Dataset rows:
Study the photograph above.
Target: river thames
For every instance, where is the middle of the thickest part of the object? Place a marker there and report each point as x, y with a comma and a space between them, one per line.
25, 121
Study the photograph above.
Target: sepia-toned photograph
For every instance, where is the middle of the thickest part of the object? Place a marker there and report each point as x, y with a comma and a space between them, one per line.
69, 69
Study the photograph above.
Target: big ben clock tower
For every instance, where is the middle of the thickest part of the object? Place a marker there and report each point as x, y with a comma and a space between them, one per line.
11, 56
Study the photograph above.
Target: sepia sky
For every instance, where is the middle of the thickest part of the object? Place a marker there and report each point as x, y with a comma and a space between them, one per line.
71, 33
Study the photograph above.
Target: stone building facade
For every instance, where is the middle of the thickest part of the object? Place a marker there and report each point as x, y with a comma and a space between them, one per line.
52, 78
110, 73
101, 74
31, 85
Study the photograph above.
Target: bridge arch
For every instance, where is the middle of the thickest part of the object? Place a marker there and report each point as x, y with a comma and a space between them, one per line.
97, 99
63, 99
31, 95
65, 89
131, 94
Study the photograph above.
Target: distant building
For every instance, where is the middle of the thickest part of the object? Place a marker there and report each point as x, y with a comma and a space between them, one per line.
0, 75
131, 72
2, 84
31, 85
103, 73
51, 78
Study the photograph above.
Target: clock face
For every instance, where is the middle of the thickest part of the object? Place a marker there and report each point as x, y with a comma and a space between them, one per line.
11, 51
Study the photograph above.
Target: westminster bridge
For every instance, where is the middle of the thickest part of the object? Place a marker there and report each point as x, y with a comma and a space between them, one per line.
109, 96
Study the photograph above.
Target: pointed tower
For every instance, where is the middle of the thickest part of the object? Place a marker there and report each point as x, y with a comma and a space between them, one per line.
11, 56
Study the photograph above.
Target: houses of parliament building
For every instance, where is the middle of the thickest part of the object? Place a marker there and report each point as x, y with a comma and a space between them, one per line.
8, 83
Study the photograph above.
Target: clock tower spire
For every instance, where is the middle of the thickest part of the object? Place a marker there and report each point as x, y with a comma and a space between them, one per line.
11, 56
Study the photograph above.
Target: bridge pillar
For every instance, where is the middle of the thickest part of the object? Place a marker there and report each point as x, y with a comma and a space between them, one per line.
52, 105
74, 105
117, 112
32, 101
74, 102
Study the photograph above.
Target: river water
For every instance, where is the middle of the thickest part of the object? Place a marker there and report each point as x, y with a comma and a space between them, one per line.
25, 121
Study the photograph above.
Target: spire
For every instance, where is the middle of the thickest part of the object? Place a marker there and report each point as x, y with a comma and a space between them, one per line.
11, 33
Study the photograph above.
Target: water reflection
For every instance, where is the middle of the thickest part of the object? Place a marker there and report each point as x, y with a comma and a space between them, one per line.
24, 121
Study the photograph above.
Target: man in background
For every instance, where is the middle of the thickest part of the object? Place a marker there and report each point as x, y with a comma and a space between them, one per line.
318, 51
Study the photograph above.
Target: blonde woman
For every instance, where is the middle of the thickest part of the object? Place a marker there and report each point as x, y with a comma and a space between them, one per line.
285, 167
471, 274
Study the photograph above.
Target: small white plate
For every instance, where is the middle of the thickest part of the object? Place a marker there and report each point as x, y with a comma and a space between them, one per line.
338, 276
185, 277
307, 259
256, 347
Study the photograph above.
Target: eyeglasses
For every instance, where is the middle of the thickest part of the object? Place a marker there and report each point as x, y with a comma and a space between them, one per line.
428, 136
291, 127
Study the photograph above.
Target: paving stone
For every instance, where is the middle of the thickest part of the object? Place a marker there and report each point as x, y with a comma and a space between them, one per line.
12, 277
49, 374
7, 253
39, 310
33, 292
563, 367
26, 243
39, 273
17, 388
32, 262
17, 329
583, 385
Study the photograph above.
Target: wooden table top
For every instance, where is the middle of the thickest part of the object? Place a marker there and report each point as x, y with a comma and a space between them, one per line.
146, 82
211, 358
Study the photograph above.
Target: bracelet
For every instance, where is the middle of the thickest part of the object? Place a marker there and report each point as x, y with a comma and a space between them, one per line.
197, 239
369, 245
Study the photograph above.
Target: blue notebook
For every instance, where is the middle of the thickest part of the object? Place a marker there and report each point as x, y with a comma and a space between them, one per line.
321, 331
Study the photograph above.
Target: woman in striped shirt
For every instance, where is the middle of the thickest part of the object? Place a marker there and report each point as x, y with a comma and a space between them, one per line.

Your goal: List every line in the data above that contains the word "clock", copying each one in full.

Answer to this problem:
Target: big ben clock tower
Target: clock face
Target: clock tower spire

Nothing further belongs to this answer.